Start of DATA ROWS

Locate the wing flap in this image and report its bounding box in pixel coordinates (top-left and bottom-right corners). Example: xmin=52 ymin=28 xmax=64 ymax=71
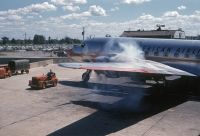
xmin=59 ymin=59 xmax=195 ymax=76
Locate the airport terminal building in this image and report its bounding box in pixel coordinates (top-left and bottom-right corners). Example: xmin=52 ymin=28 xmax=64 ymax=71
xmin=120 ymin=28 xmax=186 ymax=39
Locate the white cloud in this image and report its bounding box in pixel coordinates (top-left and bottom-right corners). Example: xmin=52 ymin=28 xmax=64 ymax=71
xmin=63 ymin=5 xmax=80 ymax=12
xmin=51 ymin=0 xmax=87 ymax=12
xmin=60 ymin=11 xmax=91 ymax=20
xmin=60 ymin=5 xmax=107 ymax=20
xmin=89 ymin=5 xmax=106 ymax=16
xmin=0 ymin=2 xmax=56 ymax=20
xmin=177 ymin=5 xmax=187 ymax=10
xmin=122 ymin=0 xmax=151 ymax=4
xmin=51 ymin=0 xmax=87 ymax=6
xmin=163 ymin=11 xmax=179 ymax=17
xmin=110 ymin=7 xmax=119 ymax=12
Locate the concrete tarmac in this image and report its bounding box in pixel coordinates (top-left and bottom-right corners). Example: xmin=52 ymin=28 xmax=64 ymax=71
xmin=0 ymin=65 xmax=200 ymax=136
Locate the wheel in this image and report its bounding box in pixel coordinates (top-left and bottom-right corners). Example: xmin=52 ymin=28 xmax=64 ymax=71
xmin=8 ymin=72 xmax=12 ymax=77
xmin=25 ymin=70 xmax=29 ymax=74
xmin=21 ymin=70 xmax=24 ymax=74
xmin=53 ymin=81 xmax=57 ymax=87
xmin=82 ymin=72 xmax=90 ymax=83
xmin=42 ymin=83 xmax=46 ymax=89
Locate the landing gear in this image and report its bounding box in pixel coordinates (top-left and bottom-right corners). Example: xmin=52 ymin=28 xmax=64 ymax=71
xmin=82 ymin=70 xmax=92 ymax=83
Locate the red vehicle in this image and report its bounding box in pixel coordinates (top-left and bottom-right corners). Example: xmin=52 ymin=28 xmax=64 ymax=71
xmin=29 ymin=71 xmax=58 ymax=89
xmin=0 ymin=66 xmax=12 ymax=78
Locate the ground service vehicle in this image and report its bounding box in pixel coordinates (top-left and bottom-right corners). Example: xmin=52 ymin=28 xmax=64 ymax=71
xmin=0 ymin=66 xmax=12 ymax=78
xmin=8 ymin=59 xmax=30 ymax=74
xmin=29 ymin=72 xmax=58 ymax=89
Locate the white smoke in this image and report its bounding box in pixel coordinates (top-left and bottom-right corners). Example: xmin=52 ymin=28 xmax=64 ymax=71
xmin=111 ymin=43 xmax=144 ymax=62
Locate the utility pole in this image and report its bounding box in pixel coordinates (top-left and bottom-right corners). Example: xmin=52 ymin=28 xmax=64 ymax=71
xmin=24 ymin=32 xmax=26 ymax=46
xmin=82 ymin=27 xmax=85 ymax=42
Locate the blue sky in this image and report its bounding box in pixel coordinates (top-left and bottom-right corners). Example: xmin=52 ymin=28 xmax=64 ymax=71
xmin=0 ymin=0 xmax=200 ymax=38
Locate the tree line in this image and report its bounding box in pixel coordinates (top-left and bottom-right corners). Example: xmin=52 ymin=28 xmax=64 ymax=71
xmin=0 ymin=34 xmax=81 ymax=45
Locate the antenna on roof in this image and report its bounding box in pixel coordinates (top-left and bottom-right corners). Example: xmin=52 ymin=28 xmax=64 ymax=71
xmin=156 ymin=24 xmax=165 ymax=31
xmin=81 ymin=27 xmax=85 ymax=47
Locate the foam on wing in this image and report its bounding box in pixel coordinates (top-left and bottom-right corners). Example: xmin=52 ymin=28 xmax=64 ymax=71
xmin=59 ymin=59 xmax=195 ymax=76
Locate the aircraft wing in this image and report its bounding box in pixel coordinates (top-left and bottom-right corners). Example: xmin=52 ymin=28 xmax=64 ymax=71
xmin=59 ymin=59 xmax=196 ymax=76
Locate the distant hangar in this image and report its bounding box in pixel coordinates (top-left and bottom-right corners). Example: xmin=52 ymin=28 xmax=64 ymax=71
xmin=121 ymin=25 xmax=186 ymax=39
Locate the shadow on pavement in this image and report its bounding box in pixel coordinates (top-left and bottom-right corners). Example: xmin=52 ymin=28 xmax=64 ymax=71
xmin=49 ymin=81 xmax=186 ymax=136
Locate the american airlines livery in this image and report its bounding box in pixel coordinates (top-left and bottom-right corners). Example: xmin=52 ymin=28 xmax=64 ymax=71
xmin=59 ymin=37 xmax=200 ymax=93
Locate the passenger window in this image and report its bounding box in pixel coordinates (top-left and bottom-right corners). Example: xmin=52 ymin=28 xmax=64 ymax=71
xmin=174 ymin=48 xmax=181 ymax=57
xmin=196 ymin=49 xmax=200 ymax=56
xmin=164 ymin=48 xmax=171 ymax=57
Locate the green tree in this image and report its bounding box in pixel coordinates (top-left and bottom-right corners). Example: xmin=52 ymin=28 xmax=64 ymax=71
xmin=1 ymin=37 xmax=9 ymax=44
xmin=33 ymin=34 xmax=45 ymax=44
xmin=10 ymin=38 xmax=17 ymax=44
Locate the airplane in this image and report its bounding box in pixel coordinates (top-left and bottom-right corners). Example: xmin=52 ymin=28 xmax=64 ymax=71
xmin=59 ymin=37 xmax=200 ymax=90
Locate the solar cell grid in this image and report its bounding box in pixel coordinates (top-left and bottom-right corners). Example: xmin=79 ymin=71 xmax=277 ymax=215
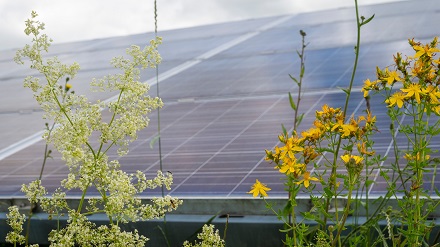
xmin=0 ymin=1 xmax=440 ymax=202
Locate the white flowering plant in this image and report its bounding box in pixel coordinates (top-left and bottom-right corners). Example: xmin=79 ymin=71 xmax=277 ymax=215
xmin=8 ymin=12 xmax=182 ymax=246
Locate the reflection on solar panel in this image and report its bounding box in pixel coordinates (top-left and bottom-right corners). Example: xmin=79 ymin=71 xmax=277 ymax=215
xmin=0 ymin=0 xmax=440 ymax=198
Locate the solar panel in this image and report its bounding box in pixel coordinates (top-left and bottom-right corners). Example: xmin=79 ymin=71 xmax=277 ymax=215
xmin=0 ymin=0 xmax=440 ymax=201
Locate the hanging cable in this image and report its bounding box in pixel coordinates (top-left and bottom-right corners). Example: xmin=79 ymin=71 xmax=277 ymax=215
xmin=154 ymin=0 xmax=165 ymax=197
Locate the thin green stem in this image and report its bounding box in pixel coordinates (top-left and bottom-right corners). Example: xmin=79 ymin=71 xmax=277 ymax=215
xmin=324 ymin=0 xmax=362 ymax=230
xmin=332 ymin=185 xmax=354 ymax=246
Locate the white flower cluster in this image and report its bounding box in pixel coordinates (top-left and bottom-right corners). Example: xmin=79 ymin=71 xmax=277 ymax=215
xmin=183 ymin=225 xmax=225 ymax=247
xmin=6 ymin=206 xmax=26 ymax=244
xmin=13 ymin=12 xmax=182 ymax=246
xmin=49 ymin=210 xmax=148 ymax=247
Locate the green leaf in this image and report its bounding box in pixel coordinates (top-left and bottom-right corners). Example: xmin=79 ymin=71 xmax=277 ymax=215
xmin=361 ymin=14 xmax=374 ymax=26
xmin=324 ymin=187 xmax=334 ymax=197
xmin=281 ymin=124 xmax=287 ymax=136
xmin=299 ymin=66 xmax=306 ymax=78
xmin=289 ymin=92 xmax=296 ymax=111
xmin=289 ymin=74 xmax=299 ymax=85
xmin=150 ymin=135 xmax=160 ymax=149
xmin=296 ymin=113 xmax=304 ymax=126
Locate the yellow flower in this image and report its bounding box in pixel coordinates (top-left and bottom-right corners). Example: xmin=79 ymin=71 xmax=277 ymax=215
xmin=301 ymin=128 xmax=322 ymax=142
xmin=385 ymin=92 xmax=405 ymax=108
xmin=361 ymin=79 xmax=378 ymax=98
xmin=400 ymin=83 xmax=424 ymax=104
xmin=413 ymin=44 xmax=440 ymax=58
xmin=64 ymin=83 xmax=72 ymax=91
xmin=341 ymin=154 xmax=364 ymax=164
xmin=385 ymin=68 xmax=402 ymax=85
xmin=296 ymin=172 xmax=319 ymax=188
xmin=248 ymin=179 xmax=270 ymax=197
xmin=275 ymin=159 xmax=305 ymax=176
xmin=423 ymin=85 xmax=440 ymax=104
xmin=339 ymin=124 xmax=357 ymax=137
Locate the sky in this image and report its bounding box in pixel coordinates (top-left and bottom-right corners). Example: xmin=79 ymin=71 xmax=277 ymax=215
xmin=0 ymin=0 xmax=406 ymax=50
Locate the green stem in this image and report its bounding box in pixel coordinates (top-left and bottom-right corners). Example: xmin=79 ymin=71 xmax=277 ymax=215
xmin=332 ymin=185 xmax=354 ymax=246
xmin=324 ymin=0 xmax=362 ymax=230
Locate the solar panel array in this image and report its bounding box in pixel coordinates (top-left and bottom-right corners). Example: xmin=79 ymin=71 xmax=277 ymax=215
xmin=0 ymin=0 xmax=440 ymax=198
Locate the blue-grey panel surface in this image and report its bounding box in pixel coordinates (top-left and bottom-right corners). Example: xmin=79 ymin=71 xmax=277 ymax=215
xmin=0 ymin=0 xmax=440 ymax=198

End of DATA ROWS

### DIRECTIONS FOR THIS TASK
Reproduce only those lines of the entries above that run from the line with "Locate the green leaf" to the final line.

### REPLY TO THE TASK
Locate the green leaf in this image and report its bounding box in pixel coordinates (top-left and bottom-right corners). Example: xmin=79 ymin=71 xmax=277 ymax=215
xmin=361 ymin=14 xmax=374 ymax=26
xmin=324 ymin=187 xmax=334 ymax=197
xmin=281 ymin=124 xmax=287 ymax=136
xmin=299 ymin=66 xmax=306 ymax=78
xmin=289 ymin=92 xmax=296 ymax=111
xmin=289 ymin=74 xmax=299 ymax=85
xmin=150 ymin=135 xmax=160 ymax=149
xmin=296 ymin=113 xmax=304 ymax=126
Locate the yellow flower in this image and report its bounding box in pixel coordinates (top-left and bottom-right corners). Example: xmin=79 ymin=71 xmax=277 ymax=215
xmin=301 ymin=128 xmax=322 ymax=142
xmin=385 ymin=92 xmax=405 ymax=108
xmin=361 ymin=79 xmax=378 ymax=98
xmin=400 ymin=83 xmax=424 ymax=104
xmin=413 ymin=44 xmax=440 ymax=58
xmin=64 ymin=83 xmax=72 ymax=91
xmin=341 ymin=154 xmax=364 ymax=164
xmin=385 ymin=68 xmax=402 ymax=85
xmin=296 ymin=172 xmax=319 ymax=188
xmin=248 ymin=179 xmax=270 ymax=197
xmin=275 ymin=159 xmax=305 ymax=176
xmin=423 ymin=85 xmax=440 ymax=104
xmin=339 ymin=124 xmax=357 ymax=137
Locate the sky in this image and report its bounding box in pixel coordinates (top-left and bottom-right corners). Example: xmin=79 ymin=71 xmax=277 ymax=215
xmin=0 ymin=0 xmax=406 ymax=50
Locate the green stem in this image and report its bounding box in pixel coordinates (top-left and bottom-right corners). Example: xmin=79 ymin=71 xmax=277 ymax=215
xmin=332 ymin=185 xmax=354 ymax=246
xmin=324 ymin=0 xmax=362 ymax=230
Locate the solar panel array in this image and report its bounding box in pixel coordinates (top-left and bottom-right corners). Example: xmin=79 ymin=71 xmax=277 ymax=215
xmin=0 ymin=0 xmax=440 ymax=198
Locate the blue-grey panel surface in this image and report its bounding box in pixel coordinates (top-left and bottom-right corners). Example: xmin=79 ymin=71 xmax=277 ymax=215
xmin=0 ymin=0 xmax=440 ymax=198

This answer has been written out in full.